MATERIAL FOR THIS EXERCISE>
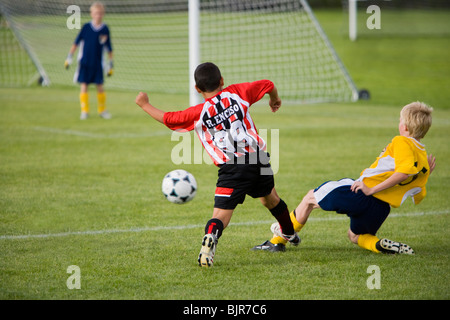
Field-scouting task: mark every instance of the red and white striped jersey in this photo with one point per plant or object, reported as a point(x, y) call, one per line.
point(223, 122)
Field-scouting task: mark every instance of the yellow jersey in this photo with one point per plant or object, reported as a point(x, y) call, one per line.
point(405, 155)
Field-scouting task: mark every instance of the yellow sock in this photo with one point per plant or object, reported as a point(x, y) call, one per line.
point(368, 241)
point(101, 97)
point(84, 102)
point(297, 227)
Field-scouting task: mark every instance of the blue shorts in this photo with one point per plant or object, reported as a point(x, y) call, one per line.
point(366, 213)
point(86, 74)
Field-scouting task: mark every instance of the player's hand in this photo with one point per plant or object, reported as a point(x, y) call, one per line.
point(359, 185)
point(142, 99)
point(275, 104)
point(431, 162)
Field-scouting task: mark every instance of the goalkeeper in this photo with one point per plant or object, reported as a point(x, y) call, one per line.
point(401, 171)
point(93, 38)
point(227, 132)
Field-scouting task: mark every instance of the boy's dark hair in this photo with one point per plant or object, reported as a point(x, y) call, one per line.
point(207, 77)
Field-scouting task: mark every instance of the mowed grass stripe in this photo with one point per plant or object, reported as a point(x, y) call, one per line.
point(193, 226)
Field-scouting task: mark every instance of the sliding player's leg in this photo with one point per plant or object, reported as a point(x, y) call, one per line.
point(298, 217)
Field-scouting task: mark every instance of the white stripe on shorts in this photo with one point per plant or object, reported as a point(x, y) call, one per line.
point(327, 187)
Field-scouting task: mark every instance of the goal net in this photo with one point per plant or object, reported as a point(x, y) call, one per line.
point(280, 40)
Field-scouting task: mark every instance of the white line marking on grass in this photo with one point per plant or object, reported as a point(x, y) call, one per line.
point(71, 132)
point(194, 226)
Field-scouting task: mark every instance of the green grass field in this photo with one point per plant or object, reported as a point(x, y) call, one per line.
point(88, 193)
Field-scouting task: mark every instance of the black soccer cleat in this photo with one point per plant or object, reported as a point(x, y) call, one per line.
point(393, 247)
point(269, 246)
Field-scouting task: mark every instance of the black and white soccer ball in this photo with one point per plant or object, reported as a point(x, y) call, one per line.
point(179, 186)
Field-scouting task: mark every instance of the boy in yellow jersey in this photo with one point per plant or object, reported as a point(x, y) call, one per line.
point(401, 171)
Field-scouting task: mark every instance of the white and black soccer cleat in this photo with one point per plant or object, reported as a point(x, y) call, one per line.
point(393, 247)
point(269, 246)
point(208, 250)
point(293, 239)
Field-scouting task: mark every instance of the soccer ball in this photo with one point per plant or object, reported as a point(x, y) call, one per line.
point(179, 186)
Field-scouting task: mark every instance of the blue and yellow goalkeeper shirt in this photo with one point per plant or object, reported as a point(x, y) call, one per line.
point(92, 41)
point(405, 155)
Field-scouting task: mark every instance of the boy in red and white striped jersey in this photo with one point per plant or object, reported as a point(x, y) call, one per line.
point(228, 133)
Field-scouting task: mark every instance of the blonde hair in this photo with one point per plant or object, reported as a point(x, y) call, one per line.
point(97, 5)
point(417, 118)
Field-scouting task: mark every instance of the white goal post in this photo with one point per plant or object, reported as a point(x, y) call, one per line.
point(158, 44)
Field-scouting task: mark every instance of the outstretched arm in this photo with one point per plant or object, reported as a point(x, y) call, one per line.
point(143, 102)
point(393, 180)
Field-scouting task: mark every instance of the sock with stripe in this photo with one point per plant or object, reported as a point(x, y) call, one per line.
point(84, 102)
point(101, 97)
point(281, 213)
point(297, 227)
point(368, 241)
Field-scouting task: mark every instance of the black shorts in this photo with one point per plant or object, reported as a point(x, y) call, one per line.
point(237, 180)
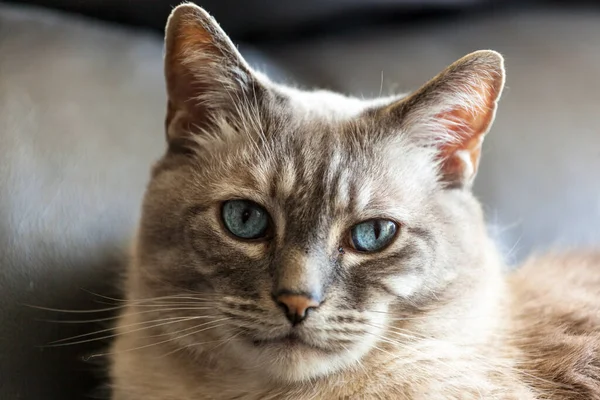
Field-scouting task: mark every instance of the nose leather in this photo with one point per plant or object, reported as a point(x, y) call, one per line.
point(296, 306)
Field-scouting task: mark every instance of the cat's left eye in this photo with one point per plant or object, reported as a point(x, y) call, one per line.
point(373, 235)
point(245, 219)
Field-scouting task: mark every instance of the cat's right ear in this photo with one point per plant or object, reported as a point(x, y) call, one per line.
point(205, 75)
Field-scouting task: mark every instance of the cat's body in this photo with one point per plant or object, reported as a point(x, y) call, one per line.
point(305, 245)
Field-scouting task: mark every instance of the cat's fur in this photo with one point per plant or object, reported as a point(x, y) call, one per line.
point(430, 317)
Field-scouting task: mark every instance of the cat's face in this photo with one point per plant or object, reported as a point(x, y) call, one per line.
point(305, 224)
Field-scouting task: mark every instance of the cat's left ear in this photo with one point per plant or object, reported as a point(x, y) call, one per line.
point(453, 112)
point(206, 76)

GOAL> Reproduce all of the data above word for word, but leave out the pictures.

SOLUTION>
Field-scouting task: mark every instance of the red and white striped jersey in this photo with one point per plant or object, reported as a point(x, y) call, one per line.
point(223, 122)
Field-scouting task: mark every instance of the yellow jersey in this photo with one point per plant or object, reported as a point(x, y) call, one per line.
point(405, 155)
Field-scouting task: mark every instance of the yellow sock in this photo with one point per plant or object, reported as a point(x, y) call, one per line.
point(368, 241)
point(101, 97)
point(84, 102)
point(297, 227)
Field-scouting task: mark every instance of the blue shorts in this photo with one point per plant or object, reported as a point(x, y) call, one per line.
point(366, 213)
point(86, 74)
Field-scouting task: mark every instance of the player's hand in this photo with one point per plant or object, reported as a point(x, y) call, one per line.
point(359, 185)
point(142, 99)
point(275, 104)
point(431, 162)
Field-scouting task: mark every instance of the goalkeeper in this photo with one point per plant or object, reported as a point(x, y) call, one per line.
point(401, 171)
point(93, 38)
point(227, 132)
Field-scouting task: mark every instance of the boy's dark hair in this photo with one point per plant or object, reported as a point(x, y) call, one per line.
point(207, 77)
Field-scouting task: mark every instance of the mowed grass stripe in this photo with one point per plant or object, reported as a point(x, y) call, one per line.
point(193, 226)
Field-scouting task: mark every instance of the sliding player's leg in this photo with one point per plant or object, reported as a point(x, y) call, one per line.
point(298, 217)
Field-scouting task: mark every instance of the white stripe on shorts in this photo with one point per plant or object, reported as a point(x, y) call, one per line.
point(327, 187)
Field-scouting task: mark every instance of the goal net in this photo with one point per plant or object, reported as a point(x, y) call, one per line.
point(280, 40)
Field-scouting task: mark every instance of the white line marking on grass in this photo with one point per plant or object, reported as a point(x, y) call, one per line.
point(71, 132)
point(194, 226)
Field-scouting task: mark every instance of the green grass field in this photo with one point per plant or object, reported as a point(x, y) call, one per line.
point(88, 193)
Field-scouting task: mark every instance of the black soccer cleat in this photo with one point per plant or object, reported as a point(x, y) call, one per line.
point(393, 247)
point(269, 246)
Field-scouting task: mark every instance of the black and white soccer ball in this photo with one point per plant or object, reported as a point(x, y) call, one per line.
point(179, 186)
Field-scouting task: mark every instance of the boy in yellow jersey in this photo with one point per plant or object, reported as a point(x, y) call, one per line.
point(401, 171)
Field-scouting task: mark every instance of the white and black soccer cleat in this photo with one point per plant or object, reported as a point(x, y) call, one per line.
point(393, 247)
point(269, 246)
point(208, 250)
point(293, 239)
Field-scouting task: mark every instance of the soccer ball in this photo with one point per plant or object, reported as a point(x, y) call, one per line.
point(179, 186)
Field-scouting task: mark every instance of the blue and yellow goalkeeper shirt in this photo with one point per plant or object, reported as a point(x, y) call, one per line.
point(92, 41)
point(405, 155)
Field-scouting task: mark every instance of the boy in red and white striped jersey in this photo with one point per plant or object, reported as a point(x, y) call, one per line.
point(228, 133)
Field-scouting task: mark every instance of the blonde hair in this photo with one point per plant or object, reported as a point(x, y) call, one per line.
point(97, 5)
point(417, 118)
Field-scouting task: mark every instance of the white goal post in this photo with one point per plant or object, reported as a point(x, y) call, one per line.
point(158, 44)
Field-scouting task: mark every instance of the outstretched arm in this photo with one point per plant or object, reported as a point(x, y) call, one per line.
point(143, 102)
point(393, 180)
Field-scouting task: mark every instance of the sock with stripe in this photo with one point per plant or object, reported as a point(x, y) call, one per line.
point(84, 102)
point(101, 97)
point(281, 213)
point(297, 227)
point(368, 241)
Field-scouting task: mark every instance of the black shorts in this photo with one point per plant or object, reported as a point(x, y) call, one per line.
point(237, 180)
Field-scouting task: mark every instance of the nose leather in this photo with one point per plant or object, reported as a point(x, y) call, one per line.
point(296, 306)
Field-scouting task: mark every instance of the cat's left eye in this photo with one point per plant or object, reported as a point(x, y) call, one per line.
point(373, 235)
point(245, 219)
Field-scouting task: mark every instance of the cat's right ear in this photo with one point per plant or object, reported as a point(x, y) call, one per line.
point(205, 75)
Field-scouting task: mark every instance of the cat's body in this photo with one point per plant or object, reported as a point(x, y) call, one per line.
point(305, 245)
Field-scouting task: mark every instance of the cat's fur in this photo with one point per plant or object, reported as a point(x, y) call, one per line.
point(430, 317)
Field-scouting task: mark every instance of the cat's face in this photo with one point per plant or object, reported as a point(x, y) call, one per line.
point(305, 224)
Field-scouting task: mark every instance of the cat's left ear in this photo with one point per plant or object, reported as a point(x, y) call, one per line.
point(453, 112)
point(206, 76)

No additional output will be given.